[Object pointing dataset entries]
|---|

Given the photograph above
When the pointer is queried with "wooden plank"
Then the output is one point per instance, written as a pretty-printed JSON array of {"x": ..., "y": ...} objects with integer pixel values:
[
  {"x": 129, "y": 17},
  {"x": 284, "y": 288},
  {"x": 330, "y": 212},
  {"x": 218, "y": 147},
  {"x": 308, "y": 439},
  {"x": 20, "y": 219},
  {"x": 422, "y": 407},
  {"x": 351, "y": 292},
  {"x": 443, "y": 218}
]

|---|

== DIRECTIONS ==
Print every one of the entries above again, unchanged and line for line.

== CORRECT RESPONSE ==
Given the photograph above
When the pointer is queried with "wooden plank"
Then the output is one point per instance, written as a pretty-printed JSON array of {"x": ..., "y": ...} objects with integer pixel values:
[
  {"x": 129, "y": 17},
  {"x": 284, "y": 288},
  {"x": 330, "y": 212},
  {"x": 218, "y": 147},
  {"x": 308, "y": 439},
  {"x": 20, "y": 219},
  {"x": 422, "y": 407},
  {"x": 351, "y": 292},
  {"x": 443, "y": 218}
]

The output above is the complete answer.